▸ Work to be completed: Only lines holding "plate" are wanted; copy each of them from the records below.
----- Data to examine -----
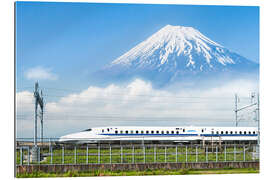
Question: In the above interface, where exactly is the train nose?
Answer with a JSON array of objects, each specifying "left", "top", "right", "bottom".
[
  {"left": 58, "top": 132, "right": 91, "bottom": 143},
  {"left": 58, "top": 132, "right": 80, "bottom": 143},
  {"left": 58, "top": 135, "right": 71, "bottom": 143}
]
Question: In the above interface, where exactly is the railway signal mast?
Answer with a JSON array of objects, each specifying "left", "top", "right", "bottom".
[
  {"left": 31, "top": 82, "right": 44, "bottom": 162},
  {"left": 234, "top": 93, "right": 260, "bottom": 145},
  {"left": 39, "top": 90, "right": 44, "bottom": 145},
  {"left": 256, "top": 93, "right": 260, "bottom": 147}
]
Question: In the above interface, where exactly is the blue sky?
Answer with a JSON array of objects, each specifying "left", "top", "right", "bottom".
[
  {"left": 15, "top": 2, "right": 260, "bottom": 137},
  {"left": 16, "top": 2, "right": 259, "bottom": 91}
]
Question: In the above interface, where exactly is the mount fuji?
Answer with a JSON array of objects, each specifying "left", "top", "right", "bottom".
[{"left": 94, "top": 25, "right": 259, "bottom": 87}]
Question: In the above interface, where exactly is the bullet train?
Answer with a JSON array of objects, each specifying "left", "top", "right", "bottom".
[{"left": 58, "top": 126, "right": 259, "bottom": 144}]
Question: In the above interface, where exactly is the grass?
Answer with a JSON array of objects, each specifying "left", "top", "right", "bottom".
[
  {"left": 16, "top": 145, "right": 258, "bottom": 165},
  {"left": 16, "top": 168, "right": 259, "bottom": 177}
]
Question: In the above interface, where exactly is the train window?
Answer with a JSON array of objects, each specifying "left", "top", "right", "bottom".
[
  {"left": 183, "top": 129, "right": 185, "bottom": 133},
  {"left": 130, "top": 130, "right": 134, "bottom": 134},
  {"left": 156, "top": 131, "right": 159, "bottom": 134},
  {"left": 230, "top": 131, "right": 233, "bottom": 134},
  {"left": 239, "top": 131, "right": 242, "bottom": 134},
  {"left": 248, "top": 131, "right": 251, "bottom": 134},
  {"left": 201, "top": 129, "right": 204, "bottom": 133},
  {"left": 216, "top": 131, "right": 219, "bottom": 134},
  {"left": 141, "top": 130, "right": 144, "bottom": 134},
  {"left": 120, "top": 130, "right": 123, "bottom": 134},
  {"left": 115, "top": 130, "right": 118, "bottom": 134},
  {"left": 221, "top": 131, "right": 223, "bottom": 134},
  {"left": 161, "top": 131, "right": 164, "bottom": 134},
  {"left": 225, "top": 131, "right": 228, "bottom": 134},
  {"left": 253, "top": 131, "right": 256, "bottom": 134},
  {"left": 146, "top": 131, "right": 149, "bottom": 134},
  {"left": 84, "top": 128, "right": 92, "bottom": 132},
  {"left": 136, "top": 130, "right": 139, "bottom": 134},
  {"left": 125, "top": 130, "right": 129, "bottom": 134},
  {"left": 171, "top": 131, "right": 174, "bottom": 134},
  {"left": 166, "top": 131, "right": 169, "bottom": 134},
  {"left": 244, "top": 131, "right": 246, "bottom": 134},
  {"left": 211, "top": 131, "right": 214, "bottom": 134},
  {"left": 235, "top": 131, "right": 237, "bottom": 134},
  {"left": 151, "top": 131, "right": 154, "bottom": 134},
  {"left": 102, "top": 129, "right": 104, "bottom": 133},
  {"left": 107, "top": 128, "right": 110, "bottom": 132},
  {"left": 176, "top": 131, "right": 179, "bottom": 134}
]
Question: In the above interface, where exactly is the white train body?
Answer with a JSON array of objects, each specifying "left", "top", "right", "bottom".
[{"left": 58, "top": 126, "right": 258, "bottom": 144}]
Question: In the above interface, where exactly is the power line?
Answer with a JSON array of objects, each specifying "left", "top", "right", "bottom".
[
  {"left": 15, "top": 116, "right": 248, "bottom": 121},
  {"left": 17, "top": 114, "right": 232, "bottom": 119},
  {"left": 15, "top": 108, "right": 234, "bottom": 118},
  {"left": 42, "top": 94, "right": 237, "bottom": 100},
  {"left": 17, "top": 95, "right": 236, "bottom": 103}
]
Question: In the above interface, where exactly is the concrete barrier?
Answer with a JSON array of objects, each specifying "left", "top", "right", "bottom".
[{"left": 16, "top": 162, "right": 259, "bottom": 174}]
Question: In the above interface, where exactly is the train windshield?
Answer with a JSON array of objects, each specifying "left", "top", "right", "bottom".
[{"left": 83, "top": 128, "right": 92, "bottom": 132}]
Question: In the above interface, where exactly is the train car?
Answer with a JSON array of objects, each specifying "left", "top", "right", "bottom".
[{"left": 58, "top": 126, "right": 258, "bottom": 144}]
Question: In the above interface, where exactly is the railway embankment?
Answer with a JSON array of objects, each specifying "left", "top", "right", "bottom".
[{"left": 17, "top": 161, "right": 259, "bottom": 174}]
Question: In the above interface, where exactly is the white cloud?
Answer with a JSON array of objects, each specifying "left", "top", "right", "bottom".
[
  {"left": 16, "top": 79, "right": 259, "bottom": 138},
  {"left": 25, "top": 66, "right": 58, "bottom": 80}
]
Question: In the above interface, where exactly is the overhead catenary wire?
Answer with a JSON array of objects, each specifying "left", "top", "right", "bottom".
[
  {"left": 35, "top": 94, "right": 247, "bottom": 100},
  {"left": 15, "top": 116, "right": 253, "bottom": 122},
  {"left": 17, "top": 94, "right": 238, "bottom": 103},
  {"left": 17, "top": 89, "right": 256, "bottom": 107}
]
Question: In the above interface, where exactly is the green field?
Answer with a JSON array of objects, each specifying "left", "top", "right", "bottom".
[
  {"left": 16, "top": 145, "right": 257, "bottom": 165},
  {"left": 16, "top": 168, "right": 259, "bottom": 177}
]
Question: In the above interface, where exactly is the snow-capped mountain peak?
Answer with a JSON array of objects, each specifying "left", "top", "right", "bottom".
[
  {"left": 96, "top": 25, "right": 258, "bottom": 87},
  {"left": 110, "top": 24, "right": 235, "bottom": 71}
]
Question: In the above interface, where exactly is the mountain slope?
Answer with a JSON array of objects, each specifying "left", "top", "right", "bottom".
[{"left": 95, "top": 25, "right": 258, "bottom": 87}]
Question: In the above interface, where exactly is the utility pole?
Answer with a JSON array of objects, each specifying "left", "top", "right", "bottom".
[
  {"left": 40, "top": 90, "right": 44, "bottom": 146},
  {"left": 257, "top": 93, "right": 260, "bottom": 146},
  {"left": 234, "top": 92, "right": 259, "bottom": 157},
  {"left": 234, "top": 93, "right": 257, "bottom": 127},
  {"left": 252, "top": 93, "right": 260, "bottom": 158},
  {"left": 34, "top": 82, "right": 38, "bottom": 147},
  {"left": 235, "top": 94, "right": 238, "bottom": 127},
  {"left": 32, "top": 82, "right": 44, "bottom": 162}
]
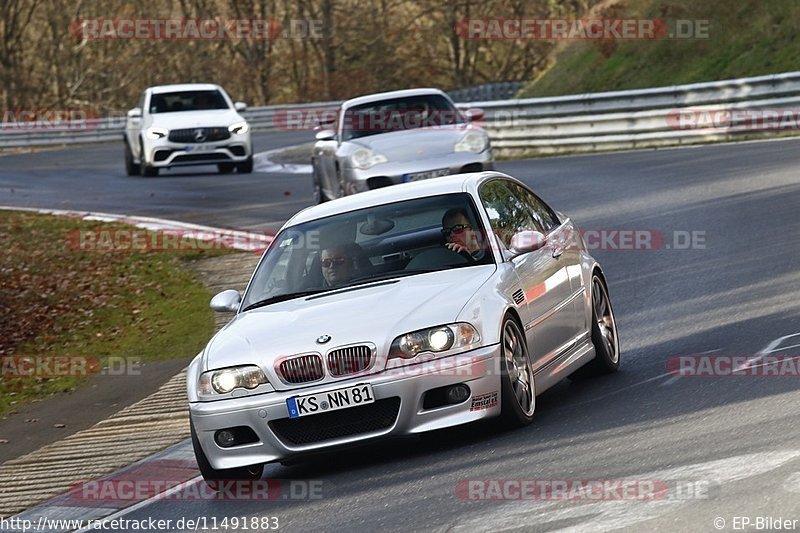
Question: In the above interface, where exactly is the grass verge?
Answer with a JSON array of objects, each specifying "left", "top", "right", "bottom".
[{"left": 0, "top": 211, "right": 225, "bottom": 415}]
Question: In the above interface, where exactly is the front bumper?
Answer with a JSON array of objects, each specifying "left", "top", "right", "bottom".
[
  {"left": 190, "top": 345, "right": 502, "bottom": 469},
  {"left": 143, "top": 135, "right": 252, "bottom": 168},
  {"left": 342, "top": 149, "right": 494, "bottom": 194}
]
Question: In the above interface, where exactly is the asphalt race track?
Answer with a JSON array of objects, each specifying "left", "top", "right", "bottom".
[{"left": 1, "top": 135, "right": 799, "bottom": 531}]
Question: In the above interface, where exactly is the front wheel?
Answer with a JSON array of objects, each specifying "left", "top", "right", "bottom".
[
  {"left": 139, "top": 140, "right": 158, "bottom": 177},
  {"left": 190, "top": 420, "right": 263, "bottom": 487},
  {"left": 498, "top": 316, "right": 535, "bottom": 427},
  {"left": 311, "top": 166, "right": 327, "bottom": 204},
  {"left": 574, "top": 274, "right": 620, "bottom": 378},
  {"left": 124, "top": 139, "right": 140, "bottom": 176},
  {"left": 237, "top": 156, "right": 253, "bottom": 174}
]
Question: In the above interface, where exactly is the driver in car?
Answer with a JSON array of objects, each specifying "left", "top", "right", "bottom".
[
  {"left": 442, "top": 208, "right": 486, "bottom": 262},
  {"left": 320, "top": 244, "right": 357, "bottom": 287}
]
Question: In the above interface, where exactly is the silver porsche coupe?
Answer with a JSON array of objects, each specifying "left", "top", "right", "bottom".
[
  {"left": 187, "top": 171, "right": 619, "bottom": 482},
  {"left": 310, "top": 88, "right": 493, "bottom": 202}
]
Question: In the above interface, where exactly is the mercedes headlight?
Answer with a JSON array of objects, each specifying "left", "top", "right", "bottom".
[
  {"left": 228, "top": 121, "right": 250, "bottom": 135},
  {"left": 454, "top": 132, "right": 488, "bottom": 153},
  {"left": 145, "top": 127, "right": 168, "bottom": 140},
  {"left": 350, "top": 148, "right": 388, "bottom": 169},
  {"left": 199, "top": 365, "right": 268, "bottom": 395},
  {"left": 388, "top": 323, "right": 480, "bottom": 360}
]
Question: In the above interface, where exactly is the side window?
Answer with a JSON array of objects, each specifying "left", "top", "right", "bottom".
[
  {"left": 479, "top": 180, "right": 541, "bottom": 248},
  {"left": 506, "top": 183, "right": 561, "bottom": 233}
]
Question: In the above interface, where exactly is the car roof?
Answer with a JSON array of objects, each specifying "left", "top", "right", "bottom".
[
  {"left": 342, "top": 88, "right": 450, "bottom": 110},
  {"left": 285, "top": 171, "right": 513, "bottom": 227},
  {"left": 148, "top": 83, "right": 223, "bottom": 94}
]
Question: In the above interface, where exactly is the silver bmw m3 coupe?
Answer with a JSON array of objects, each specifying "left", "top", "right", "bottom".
[{"left": 187, "top": 171, "right": 619, "bottom": 482}]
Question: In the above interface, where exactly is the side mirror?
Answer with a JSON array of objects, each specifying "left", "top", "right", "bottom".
[
  {"left": 464, "top": 108, "right": 484, "bottom": 122},
  {"left": 234, "top": 101, "right": 247, "bottom": 112},
  {"left": 127, "top": 107, "right": 142, "bottom": 119},
  {"left": 210, "top": 289, "right": 241, "bottom": 313},
  {"left": 510, "top": 230, "right": 546, "bottom": 255},
  {"left": 315, "top": 129, "right": 336, "bottom": 141}
]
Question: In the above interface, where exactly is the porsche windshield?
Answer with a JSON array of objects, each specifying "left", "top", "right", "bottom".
[
  {"left": 241, "top": 193, "right": 493, "bottom": 310},
  {"left": 341, "top": 94, "right": 464, "bottom": 141}
]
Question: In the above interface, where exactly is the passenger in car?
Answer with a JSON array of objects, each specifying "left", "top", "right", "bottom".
[{"left": 320, "top": 243, "right": 374, "bottom": 287}]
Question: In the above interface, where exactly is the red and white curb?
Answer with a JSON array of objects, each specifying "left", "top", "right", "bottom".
[{"left": 0, "top": 206, "right": 275, "bottom": 252}]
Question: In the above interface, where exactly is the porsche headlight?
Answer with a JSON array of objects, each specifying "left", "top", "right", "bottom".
[
  {"left": 389, "top": 323, "right": 480, "bottom": 360},
  {"left": 145, "top": 127, "right": 168, "bottom": 140},
  {"left": 228, "top": 121, "right": 250, "bottom": 135},
  {"left": 350, "top": 148, "right": 388, "bottom": 169},
  {"left": 199, "top": 365, "right": 268, "bottom": 395},
  {"left": 454, "top": 132, "right": 488, "bottom": 153}
]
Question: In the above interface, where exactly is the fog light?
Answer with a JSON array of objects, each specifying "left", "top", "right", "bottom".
[
  {"left": 215, "top": 430, "right": 236, "bottom": 448},
  {"left": 445, "top": 384, "right": 470, "bottom": 404}
]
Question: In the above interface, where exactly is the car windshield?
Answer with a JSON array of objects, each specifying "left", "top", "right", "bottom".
[
  {"left": 149, "top": 90, "right": 229, "bottom": 114},
  {"left": 341, "top": 94, "right": 464, "bottom": 141},
  {"left": 241, "top": 193, "right": 494, "bottom": 310}
]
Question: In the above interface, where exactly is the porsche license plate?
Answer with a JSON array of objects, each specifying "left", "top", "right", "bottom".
[
  {"left": 403, "top": 168, "right": 449, "bottom": 182},
  {"left": 286, "top": 384, "right": 375, "bottom": 418}
]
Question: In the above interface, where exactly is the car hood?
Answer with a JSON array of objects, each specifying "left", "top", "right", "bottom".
[
  {"left": 349, "top": 123, "right": 481, "bottom": 160},
  {"left": 203, "top": 265, "right": 495, "bottom": 377},
  {"left": 149, "top": 109, "right": 244, "bottom": 129}
]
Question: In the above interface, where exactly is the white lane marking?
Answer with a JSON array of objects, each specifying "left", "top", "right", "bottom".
[
  {"left": 660, "top": 349, "right": 720, "bottom": 386},
  {"left": 450, "top": 450, "right": 800, "bottom": 533},
  {"left": 71, "top": 475, "right": 203, "bottom": 533},
  {"left": 762, "top": 342, "right": 800, "bottom": 355},
  {"left": 565, "top": 371, "right": 675, "bottom": 409},
  {"left": 733, "top": 331, "right": 800, "bottom": 373}
]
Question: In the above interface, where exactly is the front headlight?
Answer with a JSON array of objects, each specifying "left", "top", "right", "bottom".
[
  {"left": 198, "top": 365, "right": 268, "bottom": 395},
  {"left": 388, "top": 323, "right": 480, "bottom": 360},
  {"left": 350, "top": 148, "right": 388, "bottom": 169},
  {"left": 454, "top": 132, "right": 488, "bottom": 153},
  {"left": 145, "top": 127, "right": 168, "bottom": 140},
  {"left": 228, "top": 121, "right": 250, "bottom": 135}
]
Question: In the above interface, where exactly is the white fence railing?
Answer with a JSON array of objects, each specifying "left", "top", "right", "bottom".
[{"left": 3, "top": 71, "right": 800, "bottom": 156}]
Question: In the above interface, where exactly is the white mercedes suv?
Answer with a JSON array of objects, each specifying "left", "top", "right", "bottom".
[{"left": 124, "top": 83, "right": 253, "bottom": 177}]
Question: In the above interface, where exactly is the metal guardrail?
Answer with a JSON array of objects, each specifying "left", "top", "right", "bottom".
[{"left": 3, "top": 71, "right": 800, "bottom": 156}]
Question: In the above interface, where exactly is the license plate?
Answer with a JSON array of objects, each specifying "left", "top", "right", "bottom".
[
  {"left": 184, "top": 144, "right": 217, "bottom": 152},
  {"left": 286, "top": 384, "right": 375, "bottom": 419},
  {"left": 403, "top": 168, "right": 449, "bottom": 182}
]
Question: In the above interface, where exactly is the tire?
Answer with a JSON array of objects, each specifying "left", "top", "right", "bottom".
[
  {"left": 218, "top": 163, "right": 235, "bottom": 174},
  {"left": 237, "top": 156, "right": 253, "bottom": 174},
  {"left": 139, "top": 140, "right": 158, "bottom": 177},
  {"left": 574, "top": 274, "right": 620, "bottom": 377},
  {"left": 312, "top": 167, "right": 327, "bottom": 204},
  {"left": 124, "top": 139, "right": 140, "bottom": 176},
  {"left": 498, "top": 316, "right": 535, "bottom": 427},
  {"left": 190, "top": 419, "right": 263, "bottom": 487}
]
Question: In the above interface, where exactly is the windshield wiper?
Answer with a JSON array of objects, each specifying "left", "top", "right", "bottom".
[{"left": 241, "top": 289, "right": 332, "bottom": 312}]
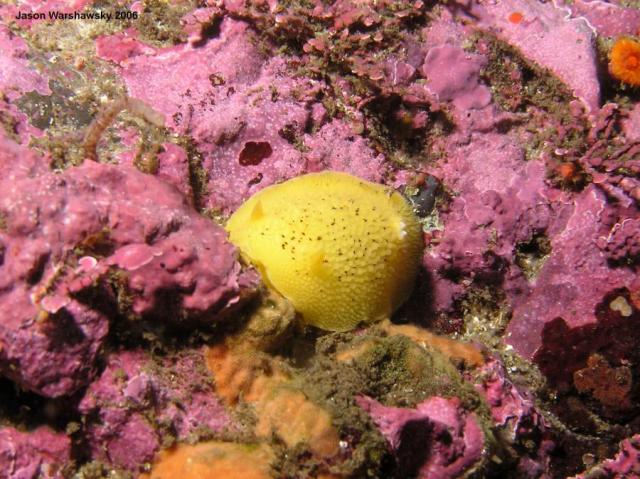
-----
▸ Task answer:
Question: In the above interface, where exactly is the porsche license plate?
Question: In the above interface, where exactly is the license plate?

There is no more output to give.